───── GIVEN PASSAGE ─────

It is important to keep restating my central purpose on these blogs.
Once again I am demonstrating how mathematical relationships are inherently of a dynamic interactive nature entailing complementary opposite polarities.
In actual experience the key polarities then relate firstly to external (objective) and internal (subjective). We cannot for example have knowledge of a mathematical entity such as a number in an (objective) external manner without the corresponding mental perception of this number which - relatively - is of a (subjective) internal nature. So we cannot therefore in Mathematics have "objective" truth in the absence of corresponding "mental" interpretation (both of which dynamically interact in experience).
Therefore the standard mathematical approach of attempting to treat mathematical objects in an an absolute abstract manner is ultimately untenable. Of course I will readily admit that, very much in the manner of Newtonian Physics, such an assumption can prove extremely valuable in approximating truth in a partial manner. In other words the notion of objective validity in an absolute type manner represents one very useful - though ultimately limiting - interpretation of mathematical truth.

─────

** TASK INSTRUCTIONS **
a. Repeat the stretch of the dataset rows from the line containing "Find the bollard" through the end of the rows.
b. Carry on the passage about objective and subjective polarities in mathematical truth from the point where it stops.

───── SUPPLIED MATERIAL ─────

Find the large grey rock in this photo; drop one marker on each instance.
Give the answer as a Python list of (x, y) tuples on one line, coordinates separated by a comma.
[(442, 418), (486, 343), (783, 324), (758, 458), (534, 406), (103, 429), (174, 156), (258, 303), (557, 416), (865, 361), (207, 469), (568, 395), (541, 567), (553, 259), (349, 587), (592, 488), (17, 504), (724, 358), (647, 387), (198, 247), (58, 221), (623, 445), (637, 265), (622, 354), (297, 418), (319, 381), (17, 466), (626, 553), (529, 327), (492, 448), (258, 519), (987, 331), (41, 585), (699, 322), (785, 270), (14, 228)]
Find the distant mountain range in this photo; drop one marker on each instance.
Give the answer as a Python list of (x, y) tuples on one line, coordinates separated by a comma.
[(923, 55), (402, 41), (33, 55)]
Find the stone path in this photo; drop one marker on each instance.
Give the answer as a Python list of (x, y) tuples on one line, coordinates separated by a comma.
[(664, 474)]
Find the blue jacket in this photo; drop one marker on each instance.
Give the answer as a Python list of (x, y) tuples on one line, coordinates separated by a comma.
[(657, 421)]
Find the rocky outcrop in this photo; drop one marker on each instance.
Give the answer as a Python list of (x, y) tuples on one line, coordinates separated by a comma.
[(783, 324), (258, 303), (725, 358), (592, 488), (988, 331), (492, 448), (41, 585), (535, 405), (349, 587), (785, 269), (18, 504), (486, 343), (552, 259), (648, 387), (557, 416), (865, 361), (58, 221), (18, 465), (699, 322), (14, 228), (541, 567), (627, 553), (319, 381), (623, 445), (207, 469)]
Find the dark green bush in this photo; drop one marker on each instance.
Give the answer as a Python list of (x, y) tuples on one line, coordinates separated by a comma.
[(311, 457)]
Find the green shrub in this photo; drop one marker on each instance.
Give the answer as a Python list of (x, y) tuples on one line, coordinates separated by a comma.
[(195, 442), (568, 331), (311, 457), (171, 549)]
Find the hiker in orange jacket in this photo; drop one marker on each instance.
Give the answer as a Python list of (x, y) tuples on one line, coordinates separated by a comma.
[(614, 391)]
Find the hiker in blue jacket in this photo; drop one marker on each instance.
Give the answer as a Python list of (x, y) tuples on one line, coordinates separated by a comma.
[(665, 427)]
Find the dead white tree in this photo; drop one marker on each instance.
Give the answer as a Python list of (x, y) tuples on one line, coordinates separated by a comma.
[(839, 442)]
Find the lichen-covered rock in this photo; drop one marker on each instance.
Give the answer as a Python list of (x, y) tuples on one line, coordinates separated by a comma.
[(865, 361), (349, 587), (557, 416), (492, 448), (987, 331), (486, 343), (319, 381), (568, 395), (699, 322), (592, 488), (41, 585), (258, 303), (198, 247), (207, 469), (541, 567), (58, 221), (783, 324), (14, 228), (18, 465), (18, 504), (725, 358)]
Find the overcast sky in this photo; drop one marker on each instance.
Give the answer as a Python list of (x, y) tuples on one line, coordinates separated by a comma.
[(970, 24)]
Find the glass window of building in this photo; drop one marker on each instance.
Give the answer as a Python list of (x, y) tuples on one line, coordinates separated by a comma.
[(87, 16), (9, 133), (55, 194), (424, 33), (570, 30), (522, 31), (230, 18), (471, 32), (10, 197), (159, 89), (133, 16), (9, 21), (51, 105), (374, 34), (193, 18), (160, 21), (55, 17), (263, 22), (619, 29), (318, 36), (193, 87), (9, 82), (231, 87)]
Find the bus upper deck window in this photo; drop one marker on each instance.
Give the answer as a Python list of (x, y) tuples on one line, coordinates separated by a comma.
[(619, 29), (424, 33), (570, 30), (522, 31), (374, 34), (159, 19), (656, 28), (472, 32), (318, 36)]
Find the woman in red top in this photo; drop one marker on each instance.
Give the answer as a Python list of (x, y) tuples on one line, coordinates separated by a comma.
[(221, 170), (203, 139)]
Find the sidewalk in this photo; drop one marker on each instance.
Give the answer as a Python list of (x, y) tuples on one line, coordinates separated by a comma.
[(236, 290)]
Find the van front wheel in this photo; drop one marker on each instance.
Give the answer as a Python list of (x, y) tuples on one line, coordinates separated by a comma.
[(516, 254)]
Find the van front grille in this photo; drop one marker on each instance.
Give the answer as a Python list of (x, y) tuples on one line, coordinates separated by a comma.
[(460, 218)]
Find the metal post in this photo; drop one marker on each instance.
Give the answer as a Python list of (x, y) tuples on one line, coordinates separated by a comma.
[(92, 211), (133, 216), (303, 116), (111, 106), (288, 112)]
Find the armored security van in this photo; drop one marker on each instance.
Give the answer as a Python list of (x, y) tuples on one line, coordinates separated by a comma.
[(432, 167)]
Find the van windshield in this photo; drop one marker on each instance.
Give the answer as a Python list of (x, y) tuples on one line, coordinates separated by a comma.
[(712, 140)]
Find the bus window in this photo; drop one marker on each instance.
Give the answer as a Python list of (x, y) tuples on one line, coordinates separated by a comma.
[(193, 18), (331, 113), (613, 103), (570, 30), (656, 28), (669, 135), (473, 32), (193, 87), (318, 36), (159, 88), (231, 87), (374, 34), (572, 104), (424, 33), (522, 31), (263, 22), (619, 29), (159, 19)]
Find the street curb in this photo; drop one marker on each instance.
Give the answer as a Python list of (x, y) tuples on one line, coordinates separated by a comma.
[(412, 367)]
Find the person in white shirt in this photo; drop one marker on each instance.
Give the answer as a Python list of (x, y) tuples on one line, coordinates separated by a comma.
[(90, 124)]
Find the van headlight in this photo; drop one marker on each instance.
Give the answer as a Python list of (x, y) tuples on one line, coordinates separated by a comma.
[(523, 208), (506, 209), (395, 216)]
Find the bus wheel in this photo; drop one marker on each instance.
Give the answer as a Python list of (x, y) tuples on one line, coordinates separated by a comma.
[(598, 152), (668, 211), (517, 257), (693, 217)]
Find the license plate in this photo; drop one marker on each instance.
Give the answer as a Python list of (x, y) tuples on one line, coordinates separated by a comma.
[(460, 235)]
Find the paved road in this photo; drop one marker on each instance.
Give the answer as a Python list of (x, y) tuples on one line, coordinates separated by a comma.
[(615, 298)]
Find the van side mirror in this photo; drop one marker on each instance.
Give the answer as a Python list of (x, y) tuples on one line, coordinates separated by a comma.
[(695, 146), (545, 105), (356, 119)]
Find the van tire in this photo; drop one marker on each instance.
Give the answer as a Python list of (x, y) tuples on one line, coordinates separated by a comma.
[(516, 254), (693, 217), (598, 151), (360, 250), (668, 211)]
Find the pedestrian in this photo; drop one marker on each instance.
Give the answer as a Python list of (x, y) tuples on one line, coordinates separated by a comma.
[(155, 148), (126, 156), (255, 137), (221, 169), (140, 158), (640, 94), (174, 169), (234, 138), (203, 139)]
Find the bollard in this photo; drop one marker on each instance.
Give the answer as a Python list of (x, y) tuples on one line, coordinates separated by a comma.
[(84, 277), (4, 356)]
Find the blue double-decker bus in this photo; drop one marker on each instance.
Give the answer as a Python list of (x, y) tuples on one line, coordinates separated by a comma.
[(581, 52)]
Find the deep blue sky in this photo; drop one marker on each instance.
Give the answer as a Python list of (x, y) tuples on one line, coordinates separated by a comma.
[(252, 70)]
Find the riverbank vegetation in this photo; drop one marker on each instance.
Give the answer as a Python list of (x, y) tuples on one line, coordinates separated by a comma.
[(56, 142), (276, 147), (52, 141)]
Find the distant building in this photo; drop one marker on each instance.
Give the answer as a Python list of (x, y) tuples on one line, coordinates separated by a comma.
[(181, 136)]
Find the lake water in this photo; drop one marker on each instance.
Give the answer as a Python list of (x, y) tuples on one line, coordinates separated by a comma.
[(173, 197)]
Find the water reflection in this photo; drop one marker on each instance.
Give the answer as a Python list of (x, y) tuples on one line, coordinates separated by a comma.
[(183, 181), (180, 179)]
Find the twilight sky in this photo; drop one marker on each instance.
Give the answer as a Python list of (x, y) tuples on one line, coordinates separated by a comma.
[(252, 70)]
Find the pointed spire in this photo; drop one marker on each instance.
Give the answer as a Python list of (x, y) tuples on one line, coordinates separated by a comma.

─────

** RESULTS FOR THE EXERCISE **
a.
Find the bollard in this photo; drop one marker on each instance.
Give the answer as a Python list of (x, y) tuples on one line, coordinates separated by a comma.
[(84, 277), (4, 356)]
Find the blue double-decker bus in this photo; drop one marker on each instance.
Give the answer as a Python list of (x, y) tuples on one line, coordinates separated by a comma.
[(581, 52)]
Find the deep blue sky in this photo; drop one marker on each instance.
Give the answer as a Python list of (x, y) tuples on one line, coordinates separated by a comma.
[(252, 70)]
Find the riverbank vegetation in this photo; drop one marker on each instance.
Give the answer as a Python list of (x, y) tuples on one line, coordinates separated by a comma.
[(56, 142), (276, 147), (52, 141)]
Find the distant building in this photo; drop one marker on each instance.
Give the answer as a Python list of (x, y) tuples on one line, coordinates separated by a comma.
[(181, 136)]
Find the lake water in this photo; drop one marker on each instance.
Give the answer as a Python list of (x, y) tuples on one line, coordinates separated by a comma.
[(173, 197)]
Find the water reflection in this photo; drop one marker on each instance.
Give the answer as a Python list of (x, y) tuples on one line, coordinates separated by a comma.
[(183, 181), (180, 179)]
Find the twilight sky in this photo; drop one marker on each instance.
Give the answer as a Python list of (x, y) tuples on one line, coordinates separated by a comma.
[(252, 70)]
Find the pointed spire in this photo; drop one marker on each instance.
Give the answer as a Python list of (x, y) tuples on one line, coordinates separated by a comma.

b.
Secondly, all experience (including of course mathematical) necessarily involves the dynamic interaction of the two fundamental poles of whole and part. This can be expressed alternatively as the interaction of quantitative and qualitative, individual and collective and perhaps most crucially of notions of independence and interdependence respectively.
Now, as it stands, the accepted mathematical enterprise is but of a very reduced nature where, in every context, qualitative notions of interdependence are reduced in an independent merely quantitative manner.
Admittedly huge progress has been made, though again necessarily in a limited manner, through its reduced quantitative assumptions.
However, it is doomed ultimately to failure with respect to understanding the key relationship as between the primes and the natural numbers.
So it will take an enormous paradigm shift, such as never has occurred before within Mathematics to start dealing with this fundamental issue in an appropriate manner.
In fact as I have been repeatedly stating in these blog entries it requires an inherently dynamic interactive approach based on complementary poles of reference to properly understand the two-way relationship as between the primes and natural numbers.
This therefore requires both an analytic (quantitative) and holistic (qualitative) method of interpreting all mathematical variables. And it has to be said that given the increasingly abstract nature of mathematical developments that the holistic manner of understanding - which in truth is equally important with the analytic - has been all but eliminated in formal terms from Mathematics.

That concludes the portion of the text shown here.